> **Task prompt**
How many lines in the items below contain the string "short"? Case counts. Reply with the number only.
......
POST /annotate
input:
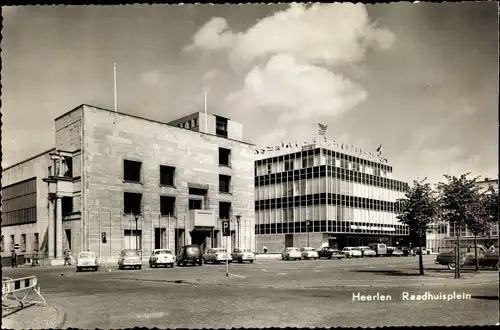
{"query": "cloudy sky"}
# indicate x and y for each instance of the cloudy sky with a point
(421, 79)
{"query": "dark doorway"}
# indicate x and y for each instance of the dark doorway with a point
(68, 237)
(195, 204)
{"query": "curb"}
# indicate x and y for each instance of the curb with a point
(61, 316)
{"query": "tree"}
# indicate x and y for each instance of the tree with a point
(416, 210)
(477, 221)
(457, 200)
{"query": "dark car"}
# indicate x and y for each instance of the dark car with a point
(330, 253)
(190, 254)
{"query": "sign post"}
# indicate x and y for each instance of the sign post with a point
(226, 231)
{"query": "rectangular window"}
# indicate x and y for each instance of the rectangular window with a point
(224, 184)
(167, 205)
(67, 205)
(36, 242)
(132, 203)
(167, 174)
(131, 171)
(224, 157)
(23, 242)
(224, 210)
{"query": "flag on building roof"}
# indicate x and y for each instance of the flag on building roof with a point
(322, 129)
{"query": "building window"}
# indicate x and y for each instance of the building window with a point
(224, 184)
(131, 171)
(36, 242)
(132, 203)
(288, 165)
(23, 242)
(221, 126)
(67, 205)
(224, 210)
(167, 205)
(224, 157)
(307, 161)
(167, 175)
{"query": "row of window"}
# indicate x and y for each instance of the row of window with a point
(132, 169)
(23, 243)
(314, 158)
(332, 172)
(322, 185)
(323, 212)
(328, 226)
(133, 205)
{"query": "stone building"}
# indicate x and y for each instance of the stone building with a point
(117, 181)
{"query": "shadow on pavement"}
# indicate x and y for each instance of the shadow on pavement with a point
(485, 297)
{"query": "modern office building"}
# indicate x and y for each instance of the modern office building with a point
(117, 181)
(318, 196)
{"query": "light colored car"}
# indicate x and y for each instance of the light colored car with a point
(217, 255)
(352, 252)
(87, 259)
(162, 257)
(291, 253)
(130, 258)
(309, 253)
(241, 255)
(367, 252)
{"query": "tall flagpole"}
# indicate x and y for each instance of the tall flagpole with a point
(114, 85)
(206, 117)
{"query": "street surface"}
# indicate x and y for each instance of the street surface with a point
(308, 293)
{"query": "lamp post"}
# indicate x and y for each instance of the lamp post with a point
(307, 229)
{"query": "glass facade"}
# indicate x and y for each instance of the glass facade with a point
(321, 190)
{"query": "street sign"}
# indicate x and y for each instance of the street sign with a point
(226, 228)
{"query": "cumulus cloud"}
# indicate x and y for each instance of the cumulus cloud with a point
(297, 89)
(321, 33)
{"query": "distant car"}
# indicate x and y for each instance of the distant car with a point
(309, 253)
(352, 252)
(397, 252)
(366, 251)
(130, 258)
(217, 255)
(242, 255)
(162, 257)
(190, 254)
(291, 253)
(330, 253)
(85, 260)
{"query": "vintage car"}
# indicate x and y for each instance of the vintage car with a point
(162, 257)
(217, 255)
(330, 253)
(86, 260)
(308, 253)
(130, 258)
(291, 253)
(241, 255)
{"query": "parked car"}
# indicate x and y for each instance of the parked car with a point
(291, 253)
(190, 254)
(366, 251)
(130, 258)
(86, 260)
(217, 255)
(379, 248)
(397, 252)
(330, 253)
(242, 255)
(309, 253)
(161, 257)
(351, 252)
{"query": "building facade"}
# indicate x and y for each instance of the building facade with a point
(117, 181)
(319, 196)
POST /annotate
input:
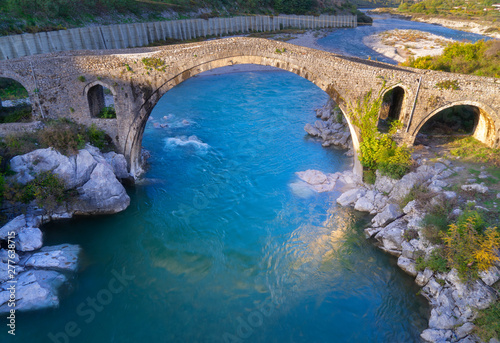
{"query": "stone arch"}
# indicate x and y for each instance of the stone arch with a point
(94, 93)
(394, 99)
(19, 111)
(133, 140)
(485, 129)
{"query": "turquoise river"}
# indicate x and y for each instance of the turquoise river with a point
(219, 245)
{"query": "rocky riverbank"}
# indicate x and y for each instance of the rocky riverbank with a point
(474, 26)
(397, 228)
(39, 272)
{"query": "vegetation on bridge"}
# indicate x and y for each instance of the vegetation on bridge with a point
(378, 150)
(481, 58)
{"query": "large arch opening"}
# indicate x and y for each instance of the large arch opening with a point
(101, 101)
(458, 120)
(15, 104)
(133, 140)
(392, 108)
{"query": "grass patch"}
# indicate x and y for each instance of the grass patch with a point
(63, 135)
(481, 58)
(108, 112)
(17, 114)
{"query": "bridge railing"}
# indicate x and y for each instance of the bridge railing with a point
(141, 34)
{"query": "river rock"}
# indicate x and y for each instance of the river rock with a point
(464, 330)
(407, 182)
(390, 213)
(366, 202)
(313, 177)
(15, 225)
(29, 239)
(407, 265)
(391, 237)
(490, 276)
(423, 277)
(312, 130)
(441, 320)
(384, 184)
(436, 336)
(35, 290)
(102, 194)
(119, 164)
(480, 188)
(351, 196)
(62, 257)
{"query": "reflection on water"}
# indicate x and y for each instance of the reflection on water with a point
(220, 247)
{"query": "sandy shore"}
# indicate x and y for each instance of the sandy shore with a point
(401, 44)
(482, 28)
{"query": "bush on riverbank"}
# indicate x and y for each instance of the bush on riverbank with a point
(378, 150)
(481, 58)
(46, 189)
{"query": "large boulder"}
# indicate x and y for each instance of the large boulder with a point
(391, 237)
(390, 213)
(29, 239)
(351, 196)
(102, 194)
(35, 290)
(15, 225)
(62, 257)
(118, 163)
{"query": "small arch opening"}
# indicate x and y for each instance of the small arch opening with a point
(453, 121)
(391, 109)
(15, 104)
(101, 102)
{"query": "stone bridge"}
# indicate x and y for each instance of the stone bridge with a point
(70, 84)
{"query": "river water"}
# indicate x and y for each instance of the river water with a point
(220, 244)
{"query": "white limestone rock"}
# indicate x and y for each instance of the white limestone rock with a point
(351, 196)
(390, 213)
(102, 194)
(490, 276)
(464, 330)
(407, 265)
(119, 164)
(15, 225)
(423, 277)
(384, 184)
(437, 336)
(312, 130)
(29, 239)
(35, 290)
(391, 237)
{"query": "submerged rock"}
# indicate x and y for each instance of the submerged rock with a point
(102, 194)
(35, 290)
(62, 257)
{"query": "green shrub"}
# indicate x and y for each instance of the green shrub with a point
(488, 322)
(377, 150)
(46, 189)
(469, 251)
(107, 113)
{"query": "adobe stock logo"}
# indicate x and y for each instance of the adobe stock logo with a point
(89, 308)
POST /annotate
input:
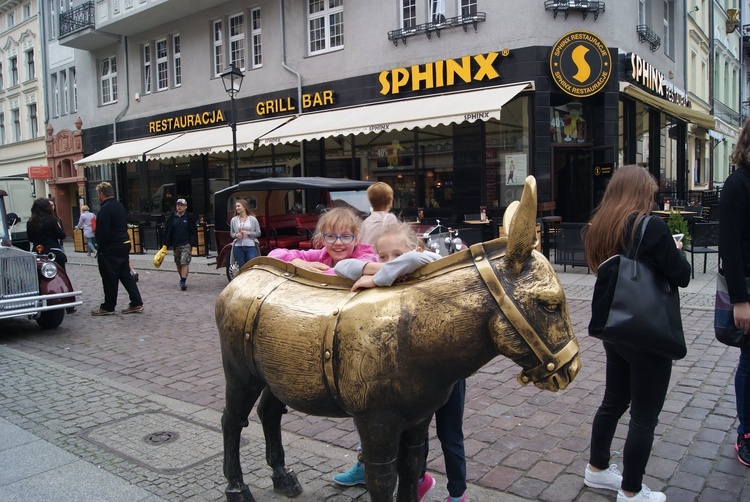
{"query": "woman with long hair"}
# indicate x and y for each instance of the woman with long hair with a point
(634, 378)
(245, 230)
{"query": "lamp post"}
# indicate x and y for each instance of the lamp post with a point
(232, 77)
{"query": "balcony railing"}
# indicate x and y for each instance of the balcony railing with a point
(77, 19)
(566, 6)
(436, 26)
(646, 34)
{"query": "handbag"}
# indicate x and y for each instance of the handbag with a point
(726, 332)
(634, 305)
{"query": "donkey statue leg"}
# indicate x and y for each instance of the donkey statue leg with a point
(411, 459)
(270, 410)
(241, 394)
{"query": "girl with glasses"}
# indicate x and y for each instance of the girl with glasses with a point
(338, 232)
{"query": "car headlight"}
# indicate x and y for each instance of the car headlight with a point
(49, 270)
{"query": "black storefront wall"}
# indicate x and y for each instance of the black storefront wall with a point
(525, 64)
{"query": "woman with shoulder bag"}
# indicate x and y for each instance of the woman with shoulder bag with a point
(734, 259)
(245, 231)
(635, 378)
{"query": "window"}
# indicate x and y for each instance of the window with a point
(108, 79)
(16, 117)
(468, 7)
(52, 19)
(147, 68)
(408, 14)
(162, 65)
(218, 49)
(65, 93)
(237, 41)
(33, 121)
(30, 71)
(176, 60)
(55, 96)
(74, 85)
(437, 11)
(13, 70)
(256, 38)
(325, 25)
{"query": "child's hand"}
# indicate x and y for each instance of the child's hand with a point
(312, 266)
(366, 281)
......
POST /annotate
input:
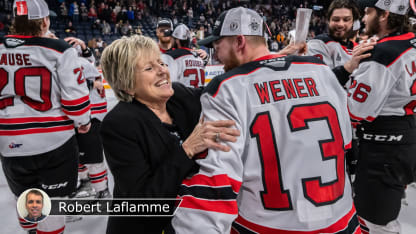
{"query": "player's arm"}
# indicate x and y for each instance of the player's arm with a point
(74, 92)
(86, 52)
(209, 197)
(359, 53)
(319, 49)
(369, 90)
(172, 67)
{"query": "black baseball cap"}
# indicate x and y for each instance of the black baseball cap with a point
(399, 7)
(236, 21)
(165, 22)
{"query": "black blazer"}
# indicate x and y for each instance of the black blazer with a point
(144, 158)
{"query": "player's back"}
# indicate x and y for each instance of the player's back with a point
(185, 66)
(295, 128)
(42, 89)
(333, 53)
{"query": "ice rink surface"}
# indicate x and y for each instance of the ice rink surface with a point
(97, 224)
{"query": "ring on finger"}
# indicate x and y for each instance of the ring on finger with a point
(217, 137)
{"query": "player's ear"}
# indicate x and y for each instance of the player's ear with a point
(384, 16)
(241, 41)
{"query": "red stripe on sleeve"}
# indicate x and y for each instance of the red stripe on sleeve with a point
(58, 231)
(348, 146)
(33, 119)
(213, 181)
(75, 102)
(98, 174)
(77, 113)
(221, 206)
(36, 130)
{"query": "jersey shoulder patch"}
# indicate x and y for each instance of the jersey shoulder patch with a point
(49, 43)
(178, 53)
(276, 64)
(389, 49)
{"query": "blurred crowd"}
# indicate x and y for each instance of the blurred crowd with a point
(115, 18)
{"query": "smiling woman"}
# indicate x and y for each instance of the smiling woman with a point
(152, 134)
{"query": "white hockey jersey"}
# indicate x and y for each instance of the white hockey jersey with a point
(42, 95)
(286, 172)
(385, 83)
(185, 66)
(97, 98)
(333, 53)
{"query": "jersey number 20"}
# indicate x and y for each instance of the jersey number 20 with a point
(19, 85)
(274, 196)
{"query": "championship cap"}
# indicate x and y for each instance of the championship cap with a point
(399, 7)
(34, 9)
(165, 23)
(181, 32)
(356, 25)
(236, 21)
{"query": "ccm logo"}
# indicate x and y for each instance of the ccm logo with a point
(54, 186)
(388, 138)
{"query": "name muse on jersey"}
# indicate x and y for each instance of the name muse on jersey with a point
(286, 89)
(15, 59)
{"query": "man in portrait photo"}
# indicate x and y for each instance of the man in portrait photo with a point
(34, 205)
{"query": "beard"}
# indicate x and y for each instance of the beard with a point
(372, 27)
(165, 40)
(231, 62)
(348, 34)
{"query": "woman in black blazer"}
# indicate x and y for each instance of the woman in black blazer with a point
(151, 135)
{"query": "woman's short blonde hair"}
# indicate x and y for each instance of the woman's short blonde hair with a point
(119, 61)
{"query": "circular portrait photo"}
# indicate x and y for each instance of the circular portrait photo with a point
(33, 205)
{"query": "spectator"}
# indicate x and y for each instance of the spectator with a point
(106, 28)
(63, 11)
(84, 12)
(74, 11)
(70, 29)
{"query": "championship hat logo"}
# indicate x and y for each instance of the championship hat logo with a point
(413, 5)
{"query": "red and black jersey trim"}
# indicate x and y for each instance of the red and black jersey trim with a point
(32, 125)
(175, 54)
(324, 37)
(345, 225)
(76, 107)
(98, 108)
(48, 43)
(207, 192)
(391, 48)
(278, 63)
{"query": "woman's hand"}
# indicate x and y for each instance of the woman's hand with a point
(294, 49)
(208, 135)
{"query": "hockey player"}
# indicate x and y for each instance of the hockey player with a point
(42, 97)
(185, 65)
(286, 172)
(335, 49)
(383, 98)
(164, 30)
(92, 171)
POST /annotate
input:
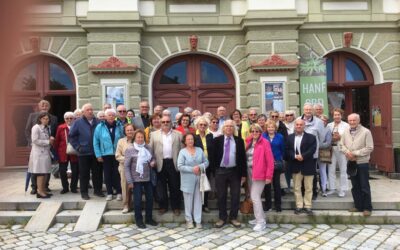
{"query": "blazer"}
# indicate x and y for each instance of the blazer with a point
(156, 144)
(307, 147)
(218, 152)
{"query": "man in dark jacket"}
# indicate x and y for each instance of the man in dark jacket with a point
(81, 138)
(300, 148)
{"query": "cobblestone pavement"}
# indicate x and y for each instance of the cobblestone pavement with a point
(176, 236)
......
> **Completed task**
2